## What this exercise asks
**1.** In the article about Lee Grose's swearing-in, who administered his oath of office?
**2.** Copy out the part of the Lee Grose article that starts with "Dressed in a" and goes on through "by his side.", keeping every word and punctuation mark unchanged.

## Excerpt
*** Begin section ***
Lee Grose Takes Oath to Fill Vacant East Lewis County Commissioner Seat


Francis Lee Grose is back on the job.

On Wednesday, the former two-term Lewis County commissioner took the oath of office to begin serving out the final year of Gary Stamper’s term. Lewis County Superior Court Judge James Lawler administered the oath during a brief morning ceremony.

“It’s just good to be back to full strength at this point in time. It causes a lot more concern when you only have two people. If one gets sick, you can’t effectively do business,” Lewis County Commissioner Lindsey Pollock said of Grose’s appointment. “It’s important to me that the folks in the 3rd District have their full voice.”

Stamper died of COVID-19 in late September and Pollock and fellow commissioner Sean Swope have led the short-handed commission ever since.

Dressed in a suit and clad in a Washington State Cougars-themed mask, tie and pin, Grose quickly stepped back into the role of commissioner with a directors meeting held just 30 minutes after he was sworn in.

He’ll be representing the same seat he previously vacated seven years ago for retirement.

Grose, 71, said he saw himself back then as a “peacemaker” who would work to bridge the divide between his fellow commissioners. Today, he sees his role as something similar — just with two new faces by his side.

“I think they’re very good people,” Grose said of Pollock and Swope during an interview with The Chronicle in his new office. “I think we all share a passion for the constituents and I think that’s what’s really important. I don’t want to lose that in any way, shape or form. I want to maintain a thought process that says, ‘The citizens come first, and then we can work on this other stuff.’ But we’ve got to do what’s best for the citizens of Lewis County.”

Speaking of new faces, Grose said one of the challenges the county will be confronted with over the next year will be replacing many outgoing staff members who are retiring. Back when he was originally on the Board of County Commissioners, the average age of an employee was about 55 years old, he said.

“It’s tricky. We’re going to be finding ourselves in a position where we have to replace a lot of middle management people, probably,” Grose said, noting that he “hopes there are people out there who are willing to step up and do those jobs.”

His goals over the next year as he reprises this role is to build a better county government; help to educate the commissioners with what’s going on in District 3, which comprises most of East Lewis County; and to properly serve the interests of constituents and businesses.
*** End section ***
## Records
*** Begin section ***
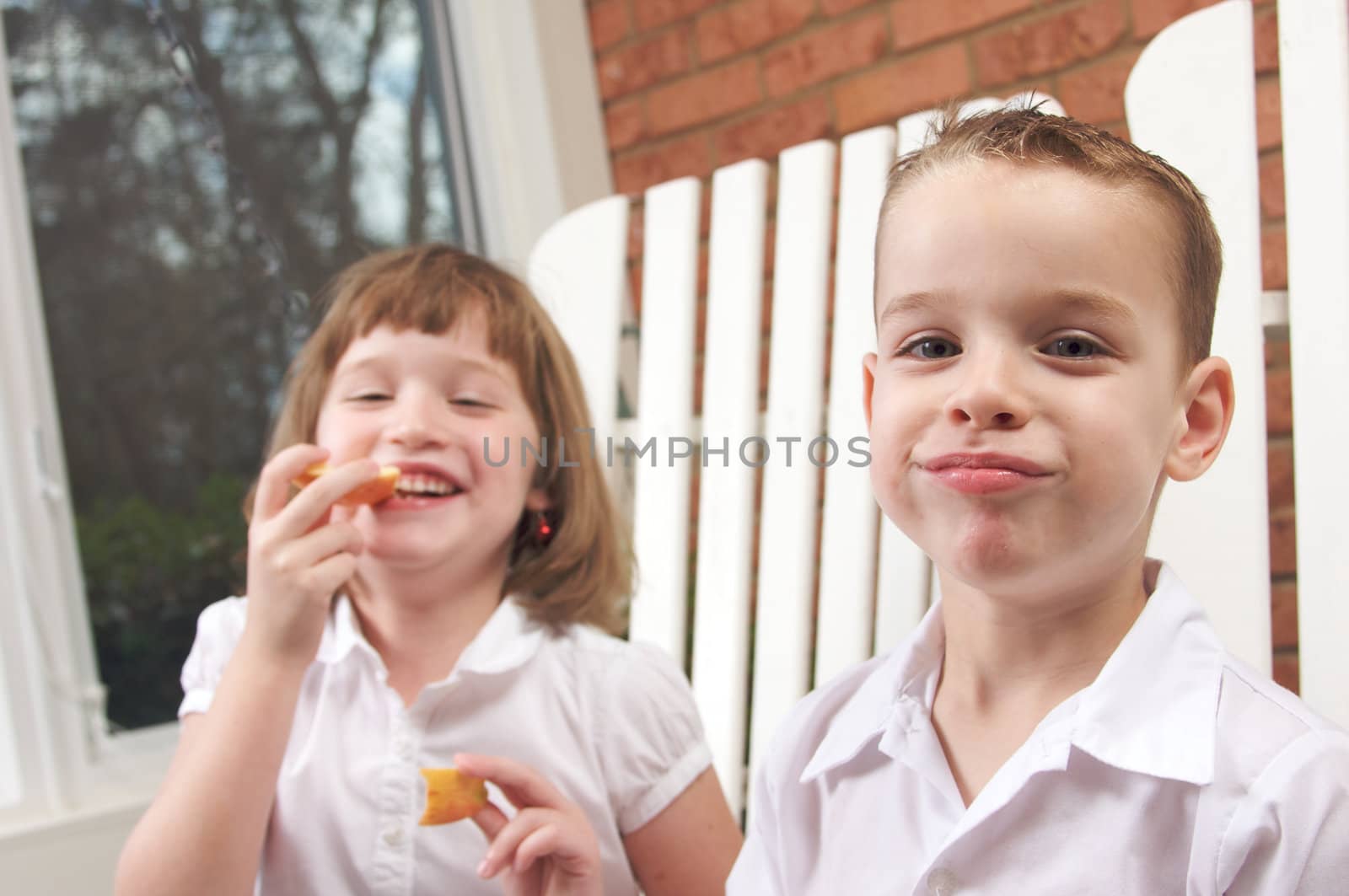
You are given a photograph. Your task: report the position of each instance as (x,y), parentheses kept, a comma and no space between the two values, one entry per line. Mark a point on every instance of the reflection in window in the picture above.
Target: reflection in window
(173,229)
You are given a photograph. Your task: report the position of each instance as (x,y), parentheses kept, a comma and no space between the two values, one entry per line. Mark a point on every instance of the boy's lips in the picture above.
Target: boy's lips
(984,473)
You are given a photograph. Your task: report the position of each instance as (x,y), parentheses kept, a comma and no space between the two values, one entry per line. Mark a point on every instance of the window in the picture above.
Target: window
(188,185)
(146,314)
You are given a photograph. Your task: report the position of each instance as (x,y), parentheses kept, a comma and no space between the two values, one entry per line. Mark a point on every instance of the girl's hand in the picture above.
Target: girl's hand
(297,559)
(548,849)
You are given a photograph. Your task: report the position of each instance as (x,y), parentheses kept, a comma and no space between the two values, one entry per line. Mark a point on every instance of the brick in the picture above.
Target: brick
(1281,474)
(1283,615)
(1283,544)
(1274,258)
(766,134)
(904,85)
(1268,115)
(688,155)
(1096,94)
(748,24)
(1279,402)
(1267,40)
(838,7)
(1151,17)
(705,98)
(652,13)
(917,22)
(1271,186)
(609,24)
(644,64)
(825,54)
(1286,671)
(625,125)
(1049,45)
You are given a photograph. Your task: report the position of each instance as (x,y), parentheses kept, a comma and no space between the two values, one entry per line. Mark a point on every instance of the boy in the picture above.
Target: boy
(1063,721)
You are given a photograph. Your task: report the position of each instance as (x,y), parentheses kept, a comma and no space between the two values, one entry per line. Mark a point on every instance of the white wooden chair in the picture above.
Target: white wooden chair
(1190,99)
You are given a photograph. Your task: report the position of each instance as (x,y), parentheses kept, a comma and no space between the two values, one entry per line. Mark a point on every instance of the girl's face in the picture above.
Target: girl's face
(438,406)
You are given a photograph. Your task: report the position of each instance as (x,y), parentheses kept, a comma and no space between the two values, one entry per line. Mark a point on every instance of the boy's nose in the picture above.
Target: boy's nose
(988,397)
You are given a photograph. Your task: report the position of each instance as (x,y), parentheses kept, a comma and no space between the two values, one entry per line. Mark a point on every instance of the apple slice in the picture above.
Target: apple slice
(451,795)
(371,491)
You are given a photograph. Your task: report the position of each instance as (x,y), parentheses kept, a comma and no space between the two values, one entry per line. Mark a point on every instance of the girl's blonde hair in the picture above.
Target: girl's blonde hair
(584,571)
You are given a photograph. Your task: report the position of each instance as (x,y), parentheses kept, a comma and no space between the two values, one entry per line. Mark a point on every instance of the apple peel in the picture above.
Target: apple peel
(379,489)
(451,795)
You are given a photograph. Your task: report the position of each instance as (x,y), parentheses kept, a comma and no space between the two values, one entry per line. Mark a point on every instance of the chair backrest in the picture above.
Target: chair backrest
(834,579)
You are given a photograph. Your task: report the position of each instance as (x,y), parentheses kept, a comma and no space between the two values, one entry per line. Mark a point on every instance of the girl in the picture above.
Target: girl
(456,624)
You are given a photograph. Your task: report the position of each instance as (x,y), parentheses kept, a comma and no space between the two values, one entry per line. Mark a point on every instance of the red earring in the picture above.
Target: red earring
(543,530)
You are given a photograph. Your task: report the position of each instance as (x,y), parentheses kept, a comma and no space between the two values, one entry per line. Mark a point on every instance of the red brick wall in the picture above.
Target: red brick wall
(690,85)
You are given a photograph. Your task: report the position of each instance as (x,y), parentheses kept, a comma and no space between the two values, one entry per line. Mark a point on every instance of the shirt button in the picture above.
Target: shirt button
(943,882)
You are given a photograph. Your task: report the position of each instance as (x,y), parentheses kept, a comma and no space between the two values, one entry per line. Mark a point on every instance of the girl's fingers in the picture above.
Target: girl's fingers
(503,851)
(331,574)
(490,821)
(521,784)
(274,480)
(336,537)
(316,500)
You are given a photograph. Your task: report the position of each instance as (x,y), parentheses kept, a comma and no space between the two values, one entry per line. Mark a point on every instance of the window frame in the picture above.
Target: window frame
(69,768)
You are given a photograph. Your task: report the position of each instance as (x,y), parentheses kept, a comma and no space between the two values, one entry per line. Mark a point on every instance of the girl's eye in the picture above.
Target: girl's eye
(931,348)
(1072,347)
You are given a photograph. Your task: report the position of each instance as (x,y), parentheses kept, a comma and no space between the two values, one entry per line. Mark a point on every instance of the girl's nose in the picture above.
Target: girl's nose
(418,421)
(988,395)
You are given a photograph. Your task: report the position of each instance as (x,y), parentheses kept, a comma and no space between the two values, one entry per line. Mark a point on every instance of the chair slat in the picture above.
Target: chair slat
(1191,99)
(1314,71)
(847,541)
(795,397)
(726,489)
(665,412)
(577,269)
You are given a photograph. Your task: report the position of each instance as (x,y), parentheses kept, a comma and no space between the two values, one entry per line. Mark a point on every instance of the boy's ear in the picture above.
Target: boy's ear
(1207,401)
(868,385)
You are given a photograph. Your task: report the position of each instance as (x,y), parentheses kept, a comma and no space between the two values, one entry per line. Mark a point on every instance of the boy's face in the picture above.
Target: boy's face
(1027,393)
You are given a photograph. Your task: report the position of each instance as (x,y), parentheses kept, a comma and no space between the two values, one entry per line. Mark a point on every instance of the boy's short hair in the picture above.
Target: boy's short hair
(584,572)
(1031,137)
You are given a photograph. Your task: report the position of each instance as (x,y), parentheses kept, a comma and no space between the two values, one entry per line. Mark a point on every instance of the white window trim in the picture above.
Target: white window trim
(537,150)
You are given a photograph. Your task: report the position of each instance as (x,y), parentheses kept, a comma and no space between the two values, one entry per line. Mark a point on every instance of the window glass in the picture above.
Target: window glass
(184,200)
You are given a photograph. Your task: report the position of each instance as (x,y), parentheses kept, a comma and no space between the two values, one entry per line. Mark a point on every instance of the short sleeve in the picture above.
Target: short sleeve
(219,628)
(1292,833)
(649,736)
*** End section ***
## Answers provided
**1.** Lewis County Superior Court Judge James Lawler.

**2.**
Dressed in a suit and clad in a Washington State Cougars-themed mask, tie and pin, Grose quickly stepped back into the role of commissioner with a directors meeting held just 30 minutes after he was sworn in.

He’ll be representing the same seat he previously vacated seven years ago for retirement.

Grose, 71, said he saw himself back then as a “peacemaker” who would work to bridge the divide between his fellow commissioners. Today, he sees his role as something similar — just with two new faces by his side.